-------- Records to process

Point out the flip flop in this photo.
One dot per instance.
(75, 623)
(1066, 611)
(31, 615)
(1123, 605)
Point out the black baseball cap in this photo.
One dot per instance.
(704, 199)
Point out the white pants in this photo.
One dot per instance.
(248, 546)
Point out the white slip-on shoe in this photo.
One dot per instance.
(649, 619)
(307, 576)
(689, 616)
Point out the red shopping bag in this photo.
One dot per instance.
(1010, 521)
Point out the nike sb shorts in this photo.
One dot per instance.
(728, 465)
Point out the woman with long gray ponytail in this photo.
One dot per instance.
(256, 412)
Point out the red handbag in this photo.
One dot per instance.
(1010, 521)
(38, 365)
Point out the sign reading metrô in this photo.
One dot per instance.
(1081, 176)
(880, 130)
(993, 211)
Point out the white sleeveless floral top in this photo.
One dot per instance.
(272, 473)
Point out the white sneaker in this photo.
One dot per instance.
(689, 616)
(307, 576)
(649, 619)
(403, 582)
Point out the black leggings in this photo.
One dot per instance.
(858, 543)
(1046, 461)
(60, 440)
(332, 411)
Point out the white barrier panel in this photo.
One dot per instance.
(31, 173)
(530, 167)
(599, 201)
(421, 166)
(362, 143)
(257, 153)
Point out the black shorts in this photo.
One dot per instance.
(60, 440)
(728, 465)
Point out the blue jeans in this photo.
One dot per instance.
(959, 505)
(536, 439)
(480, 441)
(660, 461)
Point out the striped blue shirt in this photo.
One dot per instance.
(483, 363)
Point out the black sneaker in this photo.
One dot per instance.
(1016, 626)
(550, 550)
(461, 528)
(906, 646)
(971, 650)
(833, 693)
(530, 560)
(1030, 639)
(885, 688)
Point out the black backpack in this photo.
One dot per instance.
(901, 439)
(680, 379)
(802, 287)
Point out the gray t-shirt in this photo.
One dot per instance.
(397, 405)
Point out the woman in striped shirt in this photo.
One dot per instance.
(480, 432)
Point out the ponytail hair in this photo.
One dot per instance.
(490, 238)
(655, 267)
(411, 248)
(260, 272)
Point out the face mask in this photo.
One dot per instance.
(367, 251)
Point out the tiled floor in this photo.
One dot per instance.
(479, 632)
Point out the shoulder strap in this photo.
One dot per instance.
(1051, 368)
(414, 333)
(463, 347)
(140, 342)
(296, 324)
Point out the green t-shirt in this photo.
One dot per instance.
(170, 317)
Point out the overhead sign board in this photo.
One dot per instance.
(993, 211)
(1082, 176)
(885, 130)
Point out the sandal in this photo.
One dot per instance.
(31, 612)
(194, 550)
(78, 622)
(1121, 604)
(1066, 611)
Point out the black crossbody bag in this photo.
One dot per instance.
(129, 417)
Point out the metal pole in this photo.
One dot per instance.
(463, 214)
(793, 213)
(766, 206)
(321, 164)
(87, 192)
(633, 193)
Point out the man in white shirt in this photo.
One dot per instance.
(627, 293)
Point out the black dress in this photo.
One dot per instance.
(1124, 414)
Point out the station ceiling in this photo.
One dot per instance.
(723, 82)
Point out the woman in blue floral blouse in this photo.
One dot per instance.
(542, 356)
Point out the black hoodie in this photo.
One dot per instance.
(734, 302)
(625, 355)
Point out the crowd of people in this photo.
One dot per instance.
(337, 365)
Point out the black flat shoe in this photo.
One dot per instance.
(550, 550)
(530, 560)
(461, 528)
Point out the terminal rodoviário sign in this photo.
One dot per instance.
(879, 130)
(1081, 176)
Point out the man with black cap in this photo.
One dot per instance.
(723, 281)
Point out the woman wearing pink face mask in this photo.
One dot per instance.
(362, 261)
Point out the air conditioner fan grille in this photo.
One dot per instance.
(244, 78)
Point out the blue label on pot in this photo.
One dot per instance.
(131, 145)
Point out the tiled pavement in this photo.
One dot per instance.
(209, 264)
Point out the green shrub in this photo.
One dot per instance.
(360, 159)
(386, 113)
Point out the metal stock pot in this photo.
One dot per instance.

----------------

**Problem statement:** Turn every line of the listing above into a JSON list of strings, one string per line, skipping any blank lines.

**Answer in full:**
[
  "Point out the flip flop in this photo.",
  "One dot per instance.",
  "(75, 623)",
  "(1066, 611)",
  "(31, 615)",
  "(1123, 605)",
  "Point out the black baseball cap in this photo.",
  "One dot per instance.",
  "(704, 199)",
  "Point out the white pants in this photo.",
  "One dot per instance.",
  "(248, 546)",
  "Point out the white slip-on shoe in this photo.",
  "One dot per instance.",
  "(649, 619)",
  "(307, 576)",
  "(689, 616)",
  "Point out the red shopping bag in this photo.",
  "One dot per instance.",
  "(1010, 521)",
  "Point out the nike sb shorts in this photo.",
  "One dot per instance.",
  "(728, 465)",
  "Point out the woman with long gray ponytail in this photo.",
  "One dot per instance.",
  "(256, 412)",
  "Point out the red handbag in this photo.",
  "One dot per instance.",
  "(1010, 521)",
  "(38, 365)",
  "Point out the sign reading metrô in this photo.",
  "One dot per instance.",
  "(1081, 176)",
  "(880, 130)",
  "(993, 211)",
  "Point out the white sleeveless floral top in this photo.",
  "One dot per instance.",
  "(272, 473)",
  "Point out the white sneaker in this photo.",
  "One dot per instance.",
  "(689, 616)",
  "(307, 576)",
  "(649, 619)",
  "(403, 582)",
  "Point out the black leggings in this photo.",
  "One dot per instance.",
  "(858, 543)",
  "(1046, 461)",
  "(60, 440)",
  "(332, 411)",
  "Point out the white barrier panel in this photo.",
  "One dot per instance.",
  "(31, 173)",
  "(530, 167)",
  "(599, 201)",
  "(421, 166)",
  "(362, 143)",
  "(257, 153)",
  "Point out the black shorts in this photo.",
  "One dot per instance.",
  "(60, 440)",
  "(728, 465)",
  "Point out the blue jeans in this photo.",
  "One dot per instance.",
  "(959, 505)",
  "(536, 439)",
  "(480, 441)",
  "(660, 461)",
  "Point out the striped blue shirt in this photo.",
  "One dot per instance.",
  "(483, 363)",
  "Point out the black sneaker in this photo.",
  "One dot per instance.",
  "(1016, 626)",
  "(550, 550)",
  "(461, 528)",
  "(906, 646)",
  "(971, 650)",
  "(833, 693)",
  "(530, 560)",
  "(1030, 639)",
  "(885, 688)",
  "Point out the black backpack in this photo.",
  "One dot per instance.",
  "(901, 439)",
  "(680, 379)",
  "(802, 287)",
  "Point out the gray t-shirt in this photo.",
  "One dot per instance.",
  "(397, 405)",
  "Point out the woman in striped shirt in this photo.",
  "One dot per instance.",
  "(480, 432)",
  "Point out the ponytail hair in this photo.",
  "One dot per instance.",
  "(490, 238)",
  "(655, 267)",
  "(411, 248)",
  "(260, 272)",
  "Point out the face mask in this photo.",
  "One dot per instance.",
  "(367, 251)",
  "Point out the tiled floor in this photo.",
  "One dot per instance.",
  "(479, 632)",
  "Point out the shoulder strap in this photo.",
  "One dot per instance.",
  "(1051, 368)",
  "(414, 333)",
  "(463, 347)",
  "(140, 342)",
  "(296, 324)",
  "Point out the green t-shirt in this photo.",
  "One dot per instance.",
  "(170, 317)",
  "Point out the overhead sign board in this photo.",
  "One dot per instance.",
  "(993, 211)",
  "(1082, 176)",
  "(885, 130)",
  "Point out the sandal in this photo.",
  "One dot per instance.",
  "(31, 612)",
  "(194, 550)",
  "(78, 622)",
  "(1121, 604)",
  "(1066, 611)",
  "Point out the black crossbody bag in this photo.",
  "One dot per instance.",
  "(129, 417)",
  "Point out the metal pole in this photo.",
  "One dot per instance.",
  "(463, 214)",
  "(793, 213)",
  "(766, 206)",
  "(321, 164)",
  "(87, 192)",
  "(633, 193)",
  "Point out the man in white shirt in this photo.",
  "One dot per instance.",
  "(627, 293)",
  "Point out the black dress in this photo.",
  "One dot per instance.",
  "(1124, 414)",
  "Point out the station ceiling in this photo.",
  "One dot per instance.",
  "(723, 82)",
  "Point out the woman in blue floral blouse in this photo.",
  "One dot per instance.",
  "(542, 356)",
  "Point out the black hoodie in this photo.",
  "One dot per instance.",
  "(734, 302)",
  "(625, 355)",
  "Point out the crowd of people in this photo.",
  "One dot per instance.",
  "(337, 365)",
  "Point out the black flat shoe in this photo.",
  "One dot per instance.",
  "(550, 550)",
  "(530, 560)",
  "(461, 528)",
  "Point out the terminal rodoviário sign in this photo.",
  "One dot per instance.",
  "(879, 130)",
  "(1081, 176)",
  "Point out the man with black cap in this photo.",
  "One dot per instance.",
  "(723, 281)",
  "Point out the woman wearing pink face mask in this photo.",
  "One dot per instance.",
  "(362, 261)",
  "Point out the air conditioner fan grille in this photo.",
  "One dot per instance.",
  "(244, 78)",
  "Point out the blue label on pot in this photo.",
  "One dot per instance.",
  "(131, 145)",
  "Point out the tiled pavement in this photo.",
  "One dot per instance.",
  "(209, 264)",
  "Point out the green shrub in this photo.",
  "One dot per instance.",
  "(360, 159)",
  "(386, 113)",
  "Point out the metal stock pot in this photo.",
  "One dot per instance."
]